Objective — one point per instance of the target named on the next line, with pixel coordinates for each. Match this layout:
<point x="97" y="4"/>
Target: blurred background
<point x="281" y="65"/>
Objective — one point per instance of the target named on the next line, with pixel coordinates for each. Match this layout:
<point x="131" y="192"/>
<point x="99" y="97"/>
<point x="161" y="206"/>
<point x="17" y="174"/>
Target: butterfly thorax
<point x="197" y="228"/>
○ ○ ○ ○
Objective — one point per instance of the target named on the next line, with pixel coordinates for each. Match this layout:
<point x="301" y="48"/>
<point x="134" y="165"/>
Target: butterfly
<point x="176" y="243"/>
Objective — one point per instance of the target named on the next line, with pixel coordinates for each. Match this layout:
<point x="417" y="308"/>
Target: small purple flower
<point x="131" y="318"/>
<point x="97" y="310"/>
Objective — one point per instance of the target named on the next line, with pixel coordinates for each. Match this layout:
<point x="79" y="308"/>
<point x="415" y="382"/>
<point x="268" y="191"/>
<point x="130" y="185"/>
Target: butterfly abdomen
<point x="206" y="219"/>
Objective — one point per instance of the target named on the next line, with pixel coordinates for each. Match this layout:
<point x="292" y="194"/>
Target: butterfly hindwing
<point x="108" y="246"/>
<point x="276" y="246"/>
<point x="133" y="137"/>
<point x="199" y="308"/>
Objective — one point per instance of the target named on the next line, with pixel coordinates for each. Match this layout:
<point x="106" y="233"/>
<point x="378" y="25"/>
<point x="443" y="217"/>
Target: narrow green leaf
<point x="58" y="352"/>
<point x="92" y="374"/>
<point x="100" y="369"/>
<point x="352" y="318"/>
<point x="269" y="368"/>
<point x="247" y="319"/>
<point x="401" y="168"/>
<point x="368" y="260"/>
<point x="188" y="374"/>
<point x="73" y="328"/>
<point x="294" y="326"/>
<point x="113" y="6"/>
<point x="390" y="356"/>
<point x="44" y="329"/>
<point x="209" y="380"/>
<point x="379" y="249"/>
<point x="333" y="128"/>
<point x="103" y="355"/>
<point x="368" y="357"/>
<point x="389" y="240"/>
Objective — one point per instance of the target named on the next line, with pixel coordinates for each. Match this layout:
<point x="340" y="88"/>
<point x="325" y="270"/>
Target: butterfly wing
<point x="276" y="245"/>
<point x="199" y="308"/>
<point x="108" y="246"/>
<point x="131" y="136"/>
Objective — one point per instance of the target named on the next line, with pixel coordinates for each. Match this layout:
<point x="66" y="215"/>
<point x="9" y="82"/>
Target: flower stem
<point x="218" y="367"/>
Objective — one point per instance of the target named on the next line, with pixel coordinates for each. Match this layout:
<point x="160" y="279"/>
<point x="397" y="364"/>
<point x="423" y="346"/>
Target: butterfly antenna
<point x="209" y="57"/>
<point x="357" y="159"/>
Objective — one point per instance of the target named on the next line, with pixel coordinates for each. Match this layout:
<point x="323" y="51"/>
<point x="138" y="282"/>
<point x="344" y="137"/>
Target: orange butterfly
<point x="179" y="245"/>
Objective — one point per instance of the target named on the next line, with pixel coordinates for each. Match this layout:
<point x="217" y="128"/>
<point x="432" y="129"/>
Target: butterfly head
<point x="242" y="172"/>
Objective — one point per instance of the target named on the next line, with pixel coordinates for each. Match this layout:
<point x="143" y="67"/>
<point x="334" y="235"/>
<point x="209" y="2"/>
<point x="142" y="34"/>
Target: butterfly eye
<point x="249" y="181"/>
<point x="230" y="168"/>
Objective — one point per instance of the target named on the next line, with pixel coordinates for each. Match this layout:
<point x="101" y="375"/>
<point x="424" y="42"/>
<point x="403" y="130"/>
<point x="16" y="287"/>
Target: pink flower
○ ○ ○ ○
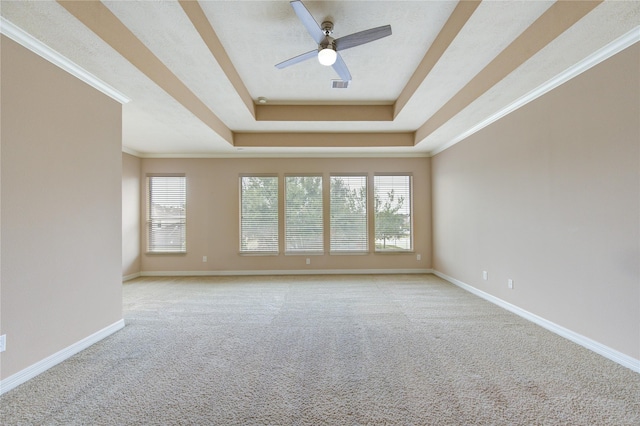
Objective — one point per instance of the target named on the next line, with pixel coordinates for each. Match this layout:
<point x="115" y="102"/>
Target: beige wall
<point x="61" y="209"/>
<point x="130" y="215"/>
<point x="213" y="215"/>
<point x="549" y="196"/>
○ ○ ○ ○
# [Short exercise]
Show every line of the entries above that contains the word "butterfly", reproducing each such line in full.

# [Exercise solution]
Target: butterfly thorax
Target: butterfly
Target: butterfly abdomen
Target: butterfly hindwing
Target: butterfly wing
Target: butterfly antenna
Target: orange butterfly
Target: butterfly head
Target: butterfly eye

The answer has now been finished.